Aim of the exercise =
How many lines in these records hold the string "door"? Reply with the number alone.
╭─ Given records
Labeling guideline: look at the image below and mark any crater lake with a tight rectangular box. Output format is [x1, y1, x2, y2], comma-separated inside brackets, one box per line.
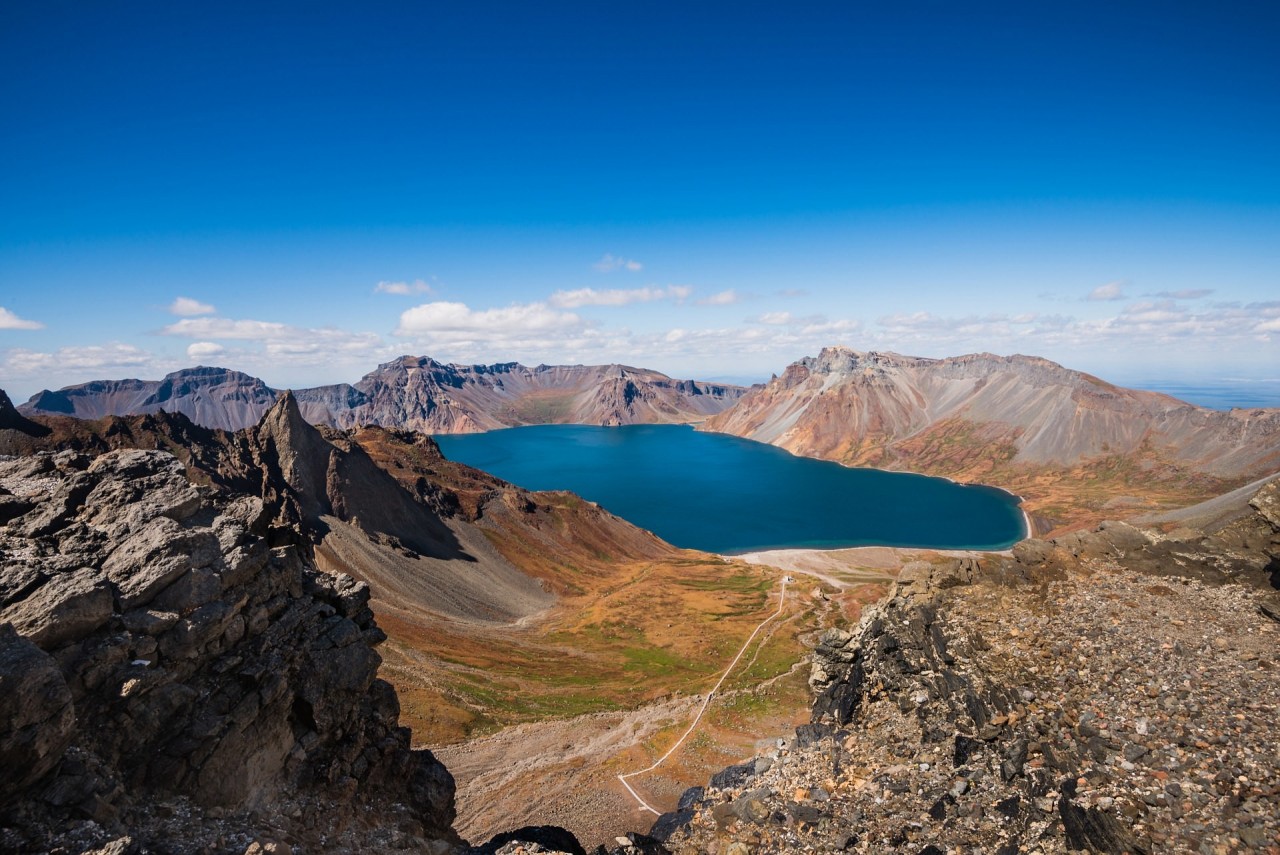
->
[434, 424, 1026, 554]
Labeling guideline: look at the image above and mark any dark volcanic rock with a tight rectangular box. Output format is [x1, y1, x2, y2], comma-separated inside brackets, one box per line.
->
[0, 626, 75, 802]
[477, 825, 587, 855]
[0, 448, 458, 852]
[0, 389, 50, 439]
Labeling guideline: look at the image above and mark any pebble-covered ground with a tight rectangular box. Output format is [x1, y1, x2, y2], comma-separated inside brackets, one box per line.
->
[661, 562, 1280, 854]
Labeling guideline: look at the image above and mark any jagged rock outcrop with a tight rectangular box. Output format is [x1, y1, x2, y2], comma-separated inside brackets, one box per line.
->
[19, 358, 747, 433]
[658, 480, 1280, 853]
[0, 447, 458, 853]
[0, 390, 50, 441]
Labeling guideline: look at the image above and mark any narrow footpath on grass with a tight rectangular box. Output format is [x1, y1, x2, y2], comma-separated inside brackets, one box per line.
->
[617, 574, 792, 816]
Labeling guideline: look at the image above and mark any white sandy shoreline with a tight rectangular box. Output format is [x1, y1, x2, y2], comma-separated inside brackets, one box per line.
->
[720, 544, 1014, 584]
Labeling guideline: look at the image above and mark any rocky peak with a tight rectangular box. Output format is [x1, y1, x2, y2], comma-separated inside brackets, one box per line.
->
[0, 389, 50, 438]
[253, 390, 334, 523]
[0, 447, 458, 852]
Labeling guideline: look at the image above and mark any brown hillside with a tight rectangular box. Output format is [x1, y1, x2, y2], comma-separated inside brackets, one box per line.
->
[704, 348, 1280, 532]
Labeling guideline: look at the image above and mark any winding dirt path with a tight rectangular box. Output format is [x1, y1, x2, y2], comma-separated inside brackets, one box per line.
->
[616, 575, 791, 814]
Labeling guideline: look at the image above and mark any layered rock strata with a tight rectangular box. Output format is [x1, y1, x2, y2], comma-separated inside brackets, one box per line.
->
[0, 448, 457, 853]
[19, 359, 747, 433]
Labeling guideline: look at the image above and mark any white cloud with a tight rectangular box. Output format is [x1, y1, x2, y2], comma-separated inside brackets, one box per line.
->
[593, 253, 643, 273]
[396, 301, 582, 337]
[697, 289, 740, 306]
[799, 318, 861, 337]
[186, 341, 226, 361]
[858, 300, 1280, 360]
[161, 315, 392, 363]
[389, 300, 628, 365]
[169, 297, 216, 316]
[756, 311, 794, 325]
[0, 307, 44, 330]
[3, 343, 155, 375]
[1086, 281, 1126, 301]
[163, 318, 291, 340]
[549, 284, 690, 308]
[375, 279, 432, 295]
[1119, 299, 1181, 324]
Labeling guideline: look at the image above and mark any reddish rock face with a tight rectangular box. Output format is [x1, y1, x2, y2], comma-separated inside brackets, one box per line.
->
[703, 347, 1280, 530]
[707, 347, 1280, 477]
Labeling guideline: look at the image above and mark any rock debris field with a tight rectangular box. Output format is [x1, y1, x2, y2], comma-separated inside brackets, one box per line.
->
[658, 555, 1280, 854]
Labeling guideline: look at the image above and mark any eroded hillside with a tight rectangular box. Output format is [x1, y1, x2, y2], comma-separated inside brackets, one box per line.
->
[703, 348, 1280, 532]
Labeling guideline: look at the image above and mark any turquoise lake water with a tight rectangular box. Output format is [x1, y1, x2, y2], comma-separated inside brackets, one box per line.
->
[434, 424, 1026, 554]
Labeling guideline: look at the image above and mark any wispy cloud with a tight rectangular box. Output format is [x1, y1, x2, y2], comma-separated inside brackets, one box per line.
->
[697, 289, 740, 306]
[161, 316, 388, 360]
[1149, 288, 1213, 300]
[593, 253, 643, 273]
[862, 300, 1280, 355]
[3, 343, 155, 375]
[169, 297, 215, 316]
[375, 279, 432, 295]
[1086, 281, 1127, 301]
[0, 307, 44, 330]
[549, 284, 689, 308]
[163, 318, 292, 340]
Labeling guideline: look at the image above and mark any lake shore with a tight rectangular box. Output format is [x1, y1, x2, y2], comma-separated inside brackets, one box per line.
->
[726, 544, 1012, 586]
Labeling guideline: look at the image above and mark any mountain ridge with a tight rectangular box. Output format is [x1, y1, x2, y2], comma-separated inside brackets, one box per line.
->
[18, 357, 749, 433]
[702, 347, 1280, 531]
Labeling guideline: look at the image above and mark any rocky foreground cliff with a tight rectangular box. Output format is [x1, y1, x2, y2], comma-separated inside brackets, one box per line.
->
[19, 358, 747, 433]
[649, 481, 1280, 854]
[0, 447, 457, 853]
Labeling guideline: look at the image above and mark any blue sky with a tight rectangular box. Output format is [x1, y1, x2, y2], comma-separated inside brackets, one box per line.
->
[2, 1, 1278, 403]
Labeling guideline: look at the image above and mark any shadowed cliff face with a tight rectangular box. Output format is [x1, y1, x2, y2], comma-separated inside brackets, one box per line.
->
[0, 448, 458, 853]
[703, 347, 1280, 532]
[0, 390, 51, 439]
[17, 357, 748, 433]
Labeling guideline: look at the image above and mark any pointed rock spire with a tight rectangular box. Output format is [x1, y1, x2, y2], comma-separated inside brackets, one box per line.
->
[0, 389, 52, 437]
[256, 390, 332, 520]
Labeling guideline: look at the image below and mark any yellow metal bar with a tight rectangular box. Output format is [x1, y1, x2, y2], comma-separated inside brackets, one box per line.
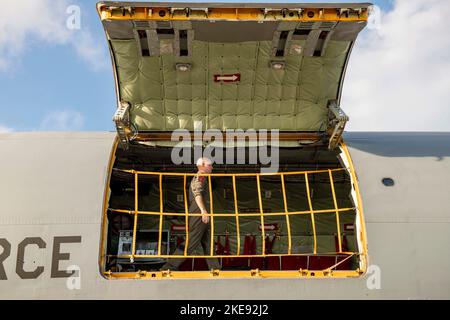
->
[157, 174, 163, 255]
[131, 172, 139, 259]
[109, 207, 356, 217]
[232, 176, 240, 255]
[208, 175, 214, 256]
[256, 175, 265, 255]
[100, 137, 118, 273]
[105, 268, 362, 280]
[304, 173, 317, 254]
[110, 252, 356, 259]
[114, 167, 345, 177]
[183, 175, 189, 257]
[328, 170, 342, 253]
[98, 6, 369, 22]
[340, 142, 369, 272]
[280, 174, 292, 255]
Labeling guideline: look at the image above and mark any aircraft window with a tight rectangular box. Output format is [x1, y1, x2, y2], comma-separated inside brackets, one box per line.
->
[382, 177, 395, 187]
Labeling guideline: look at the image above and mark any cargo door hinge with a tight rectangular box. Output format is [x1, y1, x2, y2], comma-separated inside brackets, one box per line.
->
[337, 8, 364, 19]
[327, 100, 349, 149]
[170, 7, 209, 18]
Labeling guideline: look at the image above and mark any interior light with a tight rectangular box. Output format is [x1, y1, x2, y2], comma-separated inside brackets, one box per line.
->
[270, 61, 285, 70]
[176, 63, 191, 72]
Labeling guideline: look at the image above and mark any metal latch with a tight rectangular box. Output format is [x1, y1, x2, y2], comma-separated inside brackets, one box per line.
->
[263, 8, 303, 19]
[113, 101, 132, 149]
[107, 6, 135, 17]
[170, 7, 209, 18]
[337, 8, 364, 18]
[327, 100, 349, 149]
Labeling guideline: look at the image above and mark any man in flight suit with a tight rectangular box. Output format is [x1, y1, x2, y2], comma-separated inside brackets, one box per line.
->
[161, 157, 221, 271]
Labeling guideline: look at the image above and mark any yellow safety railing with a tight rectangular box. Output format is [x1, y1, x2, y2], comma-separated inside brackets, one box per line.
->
[208, 175, 214, 256]
[131, 173, 138, 261]
[304, 172, 317, 255]
[232, 175, 240, 255]
[108, 167, 359, 261]
[329, 169, 342, 253]
[280, 174, 292, 254]
[183, 175, 189, 257]
[256, 175, 266, 255]
[158, 174, 163, 255]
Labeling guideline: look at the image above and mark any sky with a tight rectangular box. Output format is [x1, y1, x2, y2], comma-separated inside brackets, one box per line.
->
[0, 0, 448, 133]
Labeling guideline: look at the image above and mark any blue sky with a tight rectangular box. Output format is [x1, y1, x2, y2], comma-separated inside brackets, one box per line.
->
[2, 0, 449, 132]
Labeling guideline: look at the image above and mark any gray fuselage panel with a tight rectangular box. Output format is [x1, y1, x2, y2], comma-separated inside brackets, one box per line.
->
[0, 132, 449, 299]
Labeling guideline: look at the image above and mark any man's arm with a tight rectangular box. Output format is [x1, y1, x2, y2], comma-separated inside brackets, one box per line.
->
[195, 195, 210, 224]
[192, 177, 210, 224]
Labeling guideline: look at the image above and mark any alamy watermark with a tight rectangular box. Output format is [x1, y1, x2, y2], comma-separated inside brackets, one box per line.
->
[66, 5, 81, 30]
[366, 265, 381, 290]
[66, 264, 81, 290]
[171, 125, 280, 173]
[367, 5, 382, 32]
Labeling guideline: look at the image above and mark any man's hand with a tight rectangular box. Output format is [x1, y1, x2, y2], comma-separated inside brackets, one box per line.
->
[201, 210, 210, 224]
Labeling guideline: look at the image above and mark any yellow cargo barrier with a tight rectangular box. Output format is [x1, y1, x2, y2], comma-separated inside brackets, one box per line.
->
[102, 140, 368, 279]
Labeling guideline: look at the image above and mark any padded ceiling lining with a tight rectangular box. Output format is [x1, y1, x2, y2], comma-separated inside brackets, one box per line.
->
[112, 38, 349, 131]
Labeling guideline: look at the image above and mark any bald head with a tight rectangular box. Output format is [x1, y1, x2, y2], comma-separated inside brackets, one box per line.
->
[196, 157, 213, 173]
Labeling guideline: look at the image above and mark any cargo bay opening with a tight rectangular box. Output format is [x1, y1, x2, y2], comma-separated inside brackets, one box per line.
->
[97, 2, 370, 278]
[101, 139, 368, 279]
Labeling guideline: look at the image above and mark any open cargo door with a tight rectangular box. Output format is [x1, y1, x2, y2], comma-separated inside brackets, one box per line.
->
[98, 2, 370, 279]
[98, 2, 370, 149]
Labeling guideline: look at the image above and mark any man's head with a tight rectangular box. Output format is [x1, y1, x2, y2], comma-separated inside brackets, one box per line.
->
[196, 157, 213, 174]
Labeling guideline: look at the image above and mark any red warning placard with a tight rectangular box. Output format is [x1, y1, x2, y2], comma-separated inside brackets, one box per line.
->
[213, 73, 241, 82]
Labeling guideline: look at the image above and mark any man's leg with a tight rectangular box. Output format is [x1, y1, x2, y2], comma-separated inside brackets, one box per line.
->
[161, 216, 205, 270]
[201, 223, 221, 270]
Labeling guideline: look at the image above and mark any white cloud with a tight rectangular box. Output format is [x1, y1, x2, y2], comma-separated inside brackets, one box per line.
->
[344, 0, 450, 131]
[0, 0, 107, 72]
[2, 0, 449, 132]
[73, 30, 108, 72]
[39, 110, 84, 131]
[0, 125, 13, 133]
╰─
Response to this task =
2